### WHAT YOU WILL DO
Exactly reproduce the line containing "Target: silver cabinet handle" together with every line after it, through the end of the entries, and give nothing more.
[[ INPUT RECORDS, beginning ]]
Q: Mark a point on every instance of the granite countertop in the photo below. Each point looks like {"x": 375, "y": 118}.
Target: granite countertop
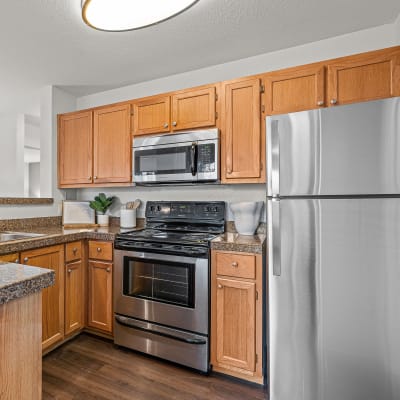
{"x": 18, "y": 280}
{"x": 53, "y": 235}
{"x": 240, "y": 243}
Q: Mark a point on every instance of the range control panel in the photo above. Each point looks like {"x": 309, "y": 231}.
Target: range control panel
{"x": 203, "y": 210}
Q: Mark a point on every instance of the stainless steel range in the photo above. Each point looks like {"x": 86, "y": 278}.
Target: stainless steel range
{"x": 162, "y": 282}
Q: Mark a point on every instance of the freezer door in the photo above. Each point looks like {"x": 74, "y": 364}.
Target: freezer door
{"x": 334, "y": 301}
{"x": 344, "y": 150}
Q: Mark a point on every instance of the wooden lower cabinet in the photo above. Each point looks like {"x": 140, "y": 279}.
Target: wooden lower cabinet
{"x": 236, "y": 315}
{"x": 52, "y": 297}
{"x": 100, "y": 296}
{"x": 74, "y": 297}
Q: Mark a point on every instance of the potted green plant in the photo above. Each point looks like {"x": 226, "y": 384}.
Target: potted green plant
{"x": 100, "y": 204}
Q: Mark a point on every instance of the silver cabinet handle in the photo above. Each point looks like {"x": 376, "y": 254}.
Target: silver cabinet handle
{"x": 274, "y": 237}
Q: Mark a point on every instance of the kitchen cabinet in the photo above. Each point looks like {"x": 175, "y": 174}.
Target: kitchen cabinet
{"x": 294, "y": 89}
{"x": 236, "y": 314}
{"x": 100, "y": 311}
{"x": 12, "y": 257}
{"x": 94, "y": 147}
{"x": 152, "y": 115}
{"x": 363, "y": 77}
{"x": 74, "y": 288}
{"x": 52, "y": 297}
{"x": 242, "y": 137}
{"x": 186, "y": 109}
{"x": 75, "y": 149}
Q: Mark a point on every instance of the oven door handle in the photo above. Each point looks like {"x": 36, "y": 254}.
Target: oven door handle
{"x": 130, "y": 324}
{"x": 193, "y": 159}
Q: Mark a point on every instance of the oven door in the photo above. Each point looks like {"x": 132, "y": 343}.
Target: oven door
[[ INPUT RECORDS, end ]]
### SOLVED EXERCISE
Target: silver cabinet handle
{"x": 274, "y": 237}
Q: Mark a point on every instance of the kitchen cabinet in the photo above. Each point looks like {"x": 175, "y": 174}.
Target: kitchen cabinet
{"x": 294, "y": 89}
{"x": 236, "y": 314}
{"x": 100, "y": 311}
{"x": 12, "y": 257}
{"x": 94, "y": 147}
{"x": 152, "y": 115}
{"x": 363, "y": 77}
{"x": 74, "y": 288}
{"x": 52, "y": 297}
{"x": 242, "y": 137}
{"x": 186, "y": 109}
{"x": 75, "y": 149}
Q: Mark a point on every instance of the oven door handle in the photo above. Each point looks like {"x": 36, "y": 254}.
Target: oven door handle
{"x": 130, "y": 324}
{"x": 193, "y": 159}
Q: Mark a point on every instance of the oven door in the photo above. Each point looks like {"x": 132, "y": 343}.
Target: oven door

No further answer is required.